- _Passage shown_
Post-operative wound complications following emergency and elective abdominal surgeries

B. D. Dhaigude, Shilpi Shree, Priti Shah, Merry Francis, Keyur Patel, Vipul Metta


Background: The post-operative wound complications can be defined as any negative outcome as perceived either by the surgeon or by the patient. Objectives were to study the early and late post-operative wound complication of patients undergoing emergency and elective abdominal surgery, to find out and compare the incidence of post-operative wound complications following emergency and elective abdominal surgery and to find out and compare the factors associated with wound complications following elective and emergency abdominal surgery.

Methods: The study was conducted at Dr. D. Y. Patil Medical College and Hospital, DPU University, for a period of 2 years (from July 2015-September 2017) and is a prospective type of study using 100 cases (Group A: Elective and Group B: Emergency abdominal surgeries –50 each). The study was approved by the Institute’s Ethics Committee.

- _Items from a data source_

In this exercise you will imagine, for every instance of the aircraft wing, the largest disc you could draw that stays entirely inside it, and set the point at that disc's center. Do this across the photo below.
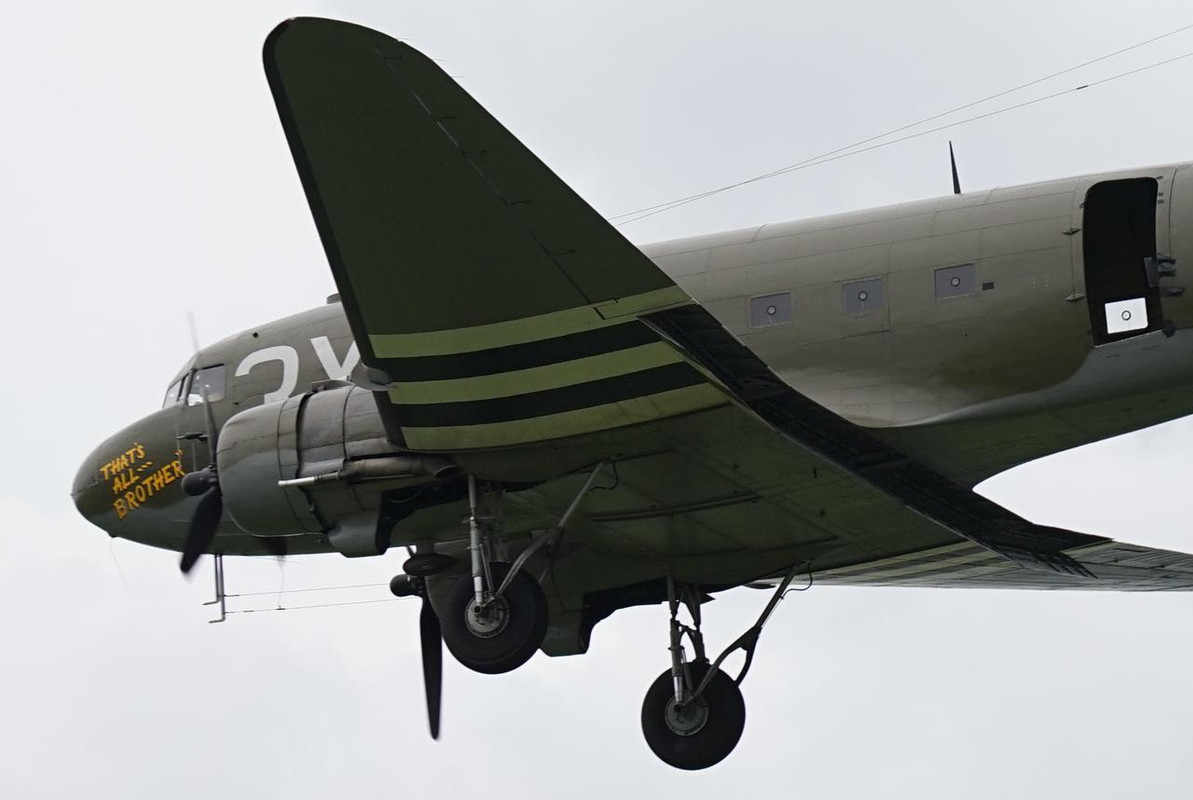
(495, 309)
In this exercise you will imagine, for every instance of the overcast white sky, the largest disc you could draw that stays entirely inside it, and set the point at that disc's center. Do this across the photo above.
(143, 173)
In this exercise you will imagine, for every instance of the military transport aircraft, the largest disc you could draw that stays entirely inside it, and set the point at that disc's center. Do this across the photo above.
(560, 425)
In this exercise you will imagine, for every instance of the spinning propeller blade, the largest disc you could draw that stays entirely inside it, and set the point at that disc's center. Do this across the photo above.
(432, 662)
(210, 508)
(203, 527)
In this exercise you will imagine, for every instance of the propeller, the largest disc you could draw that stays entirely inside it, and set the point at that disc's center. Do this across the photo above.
(432, 640)
(414, 582)
(203, 484)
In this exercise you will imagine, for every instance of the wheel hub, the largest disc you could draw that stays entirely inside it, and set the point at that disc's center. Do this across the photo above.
(688, 718)
(487, 621)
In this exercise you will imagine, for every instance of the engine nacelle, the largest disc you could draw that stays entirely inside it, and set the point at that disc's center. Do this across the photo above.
(315, 463)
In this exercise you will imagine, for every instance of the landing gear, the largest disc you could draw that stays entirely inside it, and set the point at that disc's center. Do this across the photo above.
(499, 633)
(496, 620)
(693, 713)
(700, 731)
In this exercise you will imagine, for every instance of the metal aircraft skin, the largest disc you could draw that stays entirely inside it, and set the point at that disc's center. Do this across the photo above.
(805, 398)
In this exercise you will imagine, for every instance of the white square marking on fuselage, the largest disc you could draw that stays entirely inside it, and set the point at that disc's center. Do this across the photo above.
(1126, 315)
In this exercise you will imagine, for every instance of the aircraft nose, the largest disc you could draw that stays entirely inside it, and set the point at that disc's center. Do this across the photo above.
(86, 491)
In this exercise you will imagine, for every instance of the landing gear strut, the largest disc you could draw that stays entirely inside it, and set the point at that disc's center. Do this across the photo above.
(496, 620)
(693, 714)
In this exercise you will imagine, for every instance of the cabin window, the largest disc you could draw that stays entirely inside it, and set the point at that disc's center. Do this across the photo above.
(956, 281)
(770, 310)
(209, 379)
(863, 296)
(173, 395)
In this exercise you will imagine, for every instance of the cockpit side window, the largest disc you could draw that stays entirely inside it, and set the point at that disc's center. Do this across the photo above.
(174, 394)
(209, 378)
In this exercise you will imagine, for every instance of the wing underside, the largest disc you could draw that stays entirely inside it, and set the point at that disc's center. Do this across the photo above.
(498, 312)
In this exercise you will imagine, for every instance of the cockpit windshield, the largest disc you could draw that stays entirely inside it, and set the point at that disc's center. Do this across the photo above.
(209, 382)
(174, 394)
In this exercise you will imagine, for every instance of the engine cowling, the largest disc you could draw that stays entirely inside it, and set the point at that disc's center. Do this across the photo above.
(315, 463)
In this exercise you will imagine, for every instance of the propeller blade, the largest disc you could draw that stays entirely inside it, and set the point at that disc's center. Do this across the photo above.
(432, 662)
(203, 528)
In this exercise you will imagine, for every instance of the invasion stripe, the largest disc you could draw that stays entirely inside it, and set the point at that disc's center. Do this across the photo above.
(519, 357)
(551, 401)
(524, 382)
(568, 423)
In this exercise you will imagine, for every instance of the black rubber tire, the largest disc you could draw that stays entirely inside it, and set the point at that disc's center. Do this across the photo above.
(710, 744)
(513, 645)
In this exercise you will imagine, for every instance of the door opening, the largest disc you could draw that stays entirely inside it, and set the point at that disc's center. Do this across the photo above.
(1119, 243)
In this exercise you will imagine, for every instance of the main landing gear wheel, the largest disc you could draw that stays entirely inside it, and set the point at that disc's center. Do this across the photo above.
(698, 733)
(501, 636)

- _What to work on_
[1] Rewrite the paragraph of the abstract on post-operative wound complications that begins "Methods: The study was conducted" as a brief list, keeping its main facts.
[2] Proceed with the abstract on post-operative wound complications, starting after its last sentence.

- _Answers for this exercise_
[1]
- Setting: Dr. D. Y. Patil Medical College and Hospital, DPU University
- Duration: 2 years (July 2015–September 2017)
- Design: prospective study
- Sample: 100 cases, 50 elective abdominal surgeries (Group A) and 50 emergency abdominal surgeries (Group B)
- Approval: the Institute's Ethics Committee

[2]
Results: 100 patients were operated in our study. The type of collection from surgical site was seropurulent in 4 (8%) patients and purulent in 1 (2%) patient of Group A whereas it was seropurulent in 5 (10%) patients and purulent in 1 (2%) patient of Group B. The type of collection in Closed Suction Drain was Serous in 12 (24%) patients, Serosanguineous in 10 (20%) patients and Seropurulent in 1 (2%) patient of Group A whereas it was Serous in 13 (26%) patients, Serosanguineous in 10 (20%) patients and Seropurulent in 1 (2%) patient of Group B. The post-operative hospital stay for majority of the patients in Group A was ≤10 days (82%) while it was 11-14 days for Group B (54%).

Conclusions: Possible complications following elective surgery and those following urgent/emergency surgery, a debatable issue was the possibility of significant differences between them. The emergency laparotomies are also more common than elective laparotomies especially at peripheral centers. These findings suggest that wound complications do occur in elective abdominal surgeries. These can be reduced to a certain extent by careful case selection, improving Hb levels prior to surgery, using adequate prophylaxis and better surgical practices.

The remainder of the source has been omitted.